_Records provided:_
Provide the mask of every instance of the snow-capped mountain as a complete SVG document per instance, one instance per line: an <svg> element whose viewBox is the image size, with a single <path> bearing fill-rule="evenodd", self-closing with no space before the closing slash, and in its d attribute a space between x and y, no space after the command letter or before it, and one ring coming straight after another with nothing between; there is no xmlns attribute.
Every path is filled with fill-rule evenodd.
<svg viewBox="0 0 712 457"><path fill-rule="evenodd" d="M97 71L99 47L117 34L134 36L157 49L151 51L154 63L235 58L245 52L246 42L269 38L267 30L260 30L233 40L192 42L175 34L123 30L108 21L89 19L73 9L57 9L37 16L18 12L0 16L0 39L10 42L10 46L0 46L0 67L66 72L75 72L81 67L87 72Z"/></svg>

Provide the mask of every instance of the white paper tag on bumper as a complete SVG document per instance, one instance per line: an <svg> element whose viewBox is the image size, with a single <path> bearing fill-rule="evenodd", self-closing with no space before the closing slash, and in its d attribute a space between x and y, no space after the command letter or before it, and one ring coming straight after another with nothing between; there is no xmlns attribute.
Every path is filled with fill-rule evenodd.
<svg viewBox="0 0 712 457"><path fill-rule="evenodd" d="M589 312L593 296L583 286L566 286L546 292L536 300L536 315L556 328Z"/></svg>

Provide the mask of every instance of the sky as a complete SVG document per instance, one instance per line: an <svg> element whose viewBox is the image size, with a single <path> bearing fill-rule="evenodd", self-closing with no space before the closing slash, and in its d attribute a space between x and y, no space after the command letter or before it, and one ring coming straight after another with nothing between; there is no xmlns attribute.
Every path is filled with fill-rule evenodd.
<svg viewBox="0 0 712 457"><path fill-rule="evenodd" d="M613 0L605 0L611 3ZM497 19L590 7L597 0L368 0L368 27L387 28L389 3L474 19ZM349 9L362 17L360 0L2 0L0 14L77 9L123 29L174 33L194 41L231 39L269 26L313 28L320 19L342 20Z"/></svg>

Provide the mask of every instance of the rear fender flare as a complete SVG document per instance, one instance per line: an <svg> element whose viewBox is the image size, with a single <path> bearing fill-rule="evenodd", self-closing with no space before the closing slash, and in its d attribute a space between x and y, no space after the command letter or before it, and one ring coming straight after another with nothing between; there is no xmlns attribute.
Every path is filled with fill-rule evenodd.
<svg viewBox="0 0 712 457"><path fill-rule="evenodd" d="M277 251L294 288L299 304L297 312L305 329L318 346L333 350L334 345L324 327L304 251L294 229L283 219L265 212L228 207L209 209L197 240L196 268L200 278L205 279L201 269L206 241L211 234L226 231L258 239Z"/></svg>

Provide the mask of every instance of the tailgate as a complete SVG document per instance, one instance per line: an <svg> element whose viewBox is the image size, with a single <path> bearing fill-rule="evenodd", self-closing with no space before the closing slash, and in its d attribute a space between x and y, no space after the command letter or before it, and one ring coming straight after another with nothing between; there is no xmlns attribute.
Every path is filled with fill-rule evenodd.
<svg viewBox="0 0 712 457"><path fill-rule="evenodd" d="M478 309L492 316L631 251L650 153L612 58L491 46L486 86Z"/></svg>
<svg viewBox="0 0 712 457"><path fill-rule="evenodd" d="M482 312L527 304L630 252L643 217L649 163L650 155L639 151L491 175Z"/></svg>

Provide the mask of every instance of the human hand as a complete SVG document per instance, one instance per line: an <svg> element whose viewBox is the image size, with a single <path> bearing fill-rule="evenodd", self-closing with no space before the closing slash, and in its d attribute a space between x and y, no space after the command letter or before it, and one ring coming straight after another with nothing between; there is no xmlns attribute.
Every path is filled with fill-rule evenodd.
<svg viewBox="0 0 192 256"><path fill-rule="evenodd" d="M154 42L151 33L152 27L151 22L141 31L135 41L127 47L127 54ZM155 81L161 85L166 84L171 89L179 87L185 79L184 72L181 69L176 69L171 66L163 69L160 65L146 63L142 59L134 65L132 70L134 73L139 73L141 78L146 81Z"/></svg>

_Task directions:_
Set every line of the records above into a single numbered list, omitting the blank lines.

_Worked answer:_
1. Provide the mask of every instance of the snow-capped mountain as a complete SVG document per instance, one instance per line: an <svg> element whose viewBox is the image size, with a single <path> bearing fill-rule="evenodd", self-closing with no space before the closing slash, and in its d attribute a space between x and y, no space after the command letter or before it, and one ring coming straight after another with nothing between; there is no xmlns attribute.
2. Every path is filled with fill-rule evenodd.
3. <svg viewBox="0 0 712 457"><path fill-rule="evenodd" d="M97 71L99 47L117 34L134 36L157 49L151 51L154 63L235 58L245 52L246 42L269 38L267 30L260 30L233 40L192 42L175 34L123 30L108 21L89 19L73 9L57 9L37 16L18 12L0 16L0 39L10 42L10 46L0 46L0 67L66 72L75 72L81 67L87 72Z"/></svg>
4. Provide the mask of every instance of the white paper tag on bumper as a complete SVG document per instance, one instance per line: an <svg> element whose viewBox is the image size, with a single <path> bearing fill-rule="evenodd", self-closing with no space before the closing slash, and in its d attribute a space between x and y, no space after the command letter or before it, and one ring coming straight after another with nothing between; there is no xmlns attribute.
5. Every path is filled with fill-rule evenodd.
6. <svg viewBox="0 0 712 457"><path fill-rule="evenodd" d="M589 312L593 296L583 286L566 286L546 292L536 300L536 315L556 328Z"/></svg>
7. Provide the mask of every instance of the sky as a complete SVG document per instance, one instance per line: an <svg> element whose viewBox is the image size, with a single <path> bearing fill-rule="evenodd", self-closing with no space before the closing slash, and in its d attribute a space between x and y, no space after the command letter or before it, and one ring coming straight after another with nothing between; there is no xmlns attribute.
8. Every path is filled with fill-rule evenodd.
9. <svg viewBox="0 0 712 457"><path fill-rule="evenodd" d="M613 0L605 0L611 3ZM497 19L590 7L597 0L368 0L368 27L387 28L389 3L474 19ZM349 9L362 17L360 0L2 0L0 14L77 9L123 29L174 33L194 41L231 39L269 26L313 28L320 19L342 20Z"/></svg>
10. Provide the mask of every instance of the rear fender flare as a complete SVG document per instance, one instance per line: an <svg> element whose viewBox is the image size, with a single <path> bearing fill-rule="evenodd", self-closing with no space before the closing slash, and in its d attribute a space between x and y, no space after the command letter or before it, and one ring coming straight after another with nothing between; there is no xmlns attribute.
11. Every path is filled with fill-rule evenodd.
12. <svg viewBox="0 0 712 457"><path fill-rule="evenodd" d="M277 251L294 288L299 304L297 312L305 329L318 346L333 350L334 345L324 327L304 251L294 229L283 219L265 212L228 207L209 209L197 240L196 268L200 278L205 279L201 269L206 241L211 234L226 231L258 239Z"/></svg>
13. Provide the mask of every instance of the tailgate as a complete SVG document per instance, one instance per line: an <svg> element whose viewBox is the image size, with a single <path> bearing fill-rule="evenodd", self-closing with no space before the closing slash, and in its d attribute a space between x and y, no space after the command letter or before it, and one ring coming straight after another with nothing between; there is no xmlns attribute.
14. Every path is filled with fill-rule evenodd.
15. <svg viewBox="0 0 712 457"><path fill-rule="evenodd" d="M478 309L492 316L631 251L650 153L612 58L491 46L486 86Z"/></svg>
16. <svg viewBox="0 0 712 457"><path fill-rule="evenodd" d="M482 312L527 304L630 252L643 217L649 163L650 155L639 151L491 175Z"/></svg>
17. Provide the mask of every instance of the human hand as a complete SVG document per instance, one instance per line: an <svg> element whose viewBox is the image size, with a single <path> bearing fill-rule="evenodd", self-closing with no space before the closing slash, and in its d attribute a space between x and y, no space after the command letter or before it, and one ring coming straight after another with nothing between; there is no xmlns attribute.
18. Every path is filled with fill-rule evenodd.
19. <svg viewBox="0 0 192 256"><path fill-rule="evenodd" d="M154 42L151 33L152 27L151 22L141 31L135 41L127 47L127 54ZM155 81L161 85L166 84L171 89L179 87L185 79L184 72L181 69L176 69L171 66L163 69L160 65L146 63L142 59L134 65L132 70L134 73L139 73L141 78L146 81Z"/></svg>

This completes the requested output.